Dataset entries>
________________________

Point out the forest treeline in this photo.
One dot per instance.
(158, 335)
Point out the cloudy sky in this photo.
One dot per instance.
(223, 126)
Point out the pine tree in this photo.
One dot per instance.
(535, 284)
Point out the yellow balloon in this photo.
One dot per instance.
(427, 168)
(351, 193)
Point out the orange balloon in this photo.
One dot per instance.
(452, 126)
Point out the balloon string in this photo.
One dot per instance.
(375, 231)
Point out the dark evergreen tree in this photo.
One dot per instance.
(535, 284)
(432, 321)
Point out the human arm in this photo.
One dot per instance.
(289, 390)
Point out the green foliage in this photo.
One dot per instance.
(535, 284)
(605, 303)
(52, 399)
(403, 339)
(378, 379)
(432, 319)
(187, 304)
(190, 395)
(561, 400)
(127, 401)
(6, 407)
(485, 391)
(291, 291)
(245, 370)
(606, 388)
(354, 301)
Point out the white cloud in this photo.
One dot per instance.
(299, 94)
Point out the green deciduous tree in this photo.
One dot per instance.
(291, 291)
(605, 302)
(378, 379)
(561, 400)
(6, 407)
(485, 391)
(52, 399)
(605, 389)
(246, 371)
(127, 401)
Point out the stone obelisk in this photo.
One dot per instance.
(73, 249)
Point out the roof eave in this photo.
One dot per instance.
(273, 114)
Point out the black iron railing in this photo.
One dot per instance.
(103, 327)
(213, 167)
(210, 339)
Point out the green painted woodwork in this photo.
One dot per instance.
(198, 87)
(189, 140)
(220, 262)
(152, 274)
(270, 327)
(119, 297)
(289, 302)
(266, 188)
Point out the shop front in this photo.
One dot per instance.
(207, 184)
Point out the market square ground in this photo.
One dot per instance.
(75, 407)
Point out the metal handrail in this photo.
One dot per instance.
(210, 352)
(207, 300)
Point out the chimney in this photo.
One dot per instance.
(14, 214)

________________________

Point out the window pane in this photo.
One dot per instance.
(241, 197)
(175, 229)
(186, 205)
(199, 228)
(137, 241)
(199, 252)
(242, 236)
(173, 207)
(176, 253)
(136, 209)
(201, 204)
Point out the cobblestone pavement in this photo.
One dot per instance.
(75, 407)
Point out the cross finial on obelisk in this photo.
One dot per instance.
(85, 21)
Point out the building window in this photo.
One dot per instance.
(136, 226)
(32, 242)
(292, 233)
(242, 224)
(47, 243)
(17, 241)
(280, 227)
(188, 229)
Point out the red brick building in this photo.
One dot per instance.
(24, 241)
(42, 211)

________________________

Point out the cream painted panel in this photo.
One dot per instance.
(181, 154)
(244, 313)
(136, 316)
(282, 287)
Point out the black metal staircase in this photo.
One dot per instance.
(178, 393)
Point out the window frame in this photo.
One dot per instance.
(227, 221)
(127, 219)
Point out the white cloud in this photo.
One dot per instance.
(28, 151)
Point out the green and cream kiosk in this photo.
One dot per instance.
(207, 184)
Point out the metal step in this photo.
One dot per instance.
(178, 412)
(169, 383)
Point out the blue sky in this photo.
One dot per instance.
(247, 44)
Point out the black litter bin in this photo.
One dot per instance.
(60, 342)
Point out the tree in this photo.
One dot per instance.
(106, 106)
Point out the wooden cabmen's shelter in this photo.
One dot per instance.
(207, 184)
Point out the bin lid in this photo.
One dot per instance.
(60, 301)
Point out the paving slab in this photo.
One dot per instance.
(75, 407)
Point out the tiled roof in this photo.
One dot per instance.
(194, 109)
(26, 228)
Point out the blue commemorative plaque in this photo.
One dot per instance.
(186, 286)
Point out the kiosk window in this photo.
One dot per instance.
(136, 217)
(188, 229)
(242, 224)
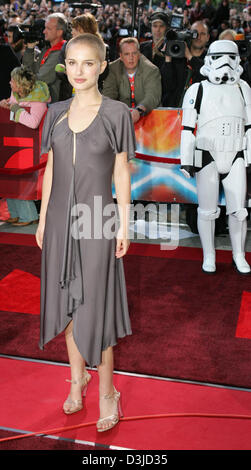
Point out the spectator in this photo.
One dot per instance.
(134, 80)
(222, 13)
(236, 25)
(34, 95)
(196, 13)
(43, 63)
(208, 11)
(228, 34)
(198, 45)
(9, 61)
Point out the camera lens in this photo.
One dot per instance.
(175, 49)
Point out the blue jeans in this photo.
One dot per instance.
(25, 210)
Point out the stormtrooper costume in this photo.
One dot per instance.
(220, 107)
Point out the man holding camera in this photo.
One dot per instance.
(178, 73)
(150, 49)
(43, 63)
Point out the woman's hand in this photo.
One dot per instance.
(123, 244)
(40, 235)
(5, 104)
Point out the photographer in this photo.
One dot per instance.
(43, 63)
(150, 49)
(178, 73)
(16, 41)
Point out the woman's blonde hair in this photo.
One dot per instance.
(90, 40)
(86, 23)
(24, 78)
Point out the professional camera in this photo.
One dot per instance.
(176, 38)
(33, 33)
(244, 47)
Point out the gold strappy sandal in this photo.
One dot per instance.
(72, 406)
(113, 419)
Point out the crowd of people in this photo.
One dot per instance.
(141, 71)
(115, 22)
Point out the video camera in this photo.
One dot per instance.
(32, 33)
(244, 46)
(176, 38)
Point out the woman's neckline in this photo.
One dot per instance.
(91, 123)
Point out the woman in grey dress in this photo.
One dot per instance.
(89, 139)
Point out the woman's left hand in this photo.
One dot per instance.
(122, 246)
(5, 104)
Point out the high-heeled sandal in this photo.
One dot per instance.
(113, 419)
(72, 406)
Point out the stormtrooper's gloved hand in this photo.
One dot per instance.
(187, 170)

________________________

What this task involves> Whenever a line of the data above includes the word "obelisk", copy that line.

Response to this exercise>
Point out the stone obelisk in this photo.
Point out the cross finial on obelisk in this photo.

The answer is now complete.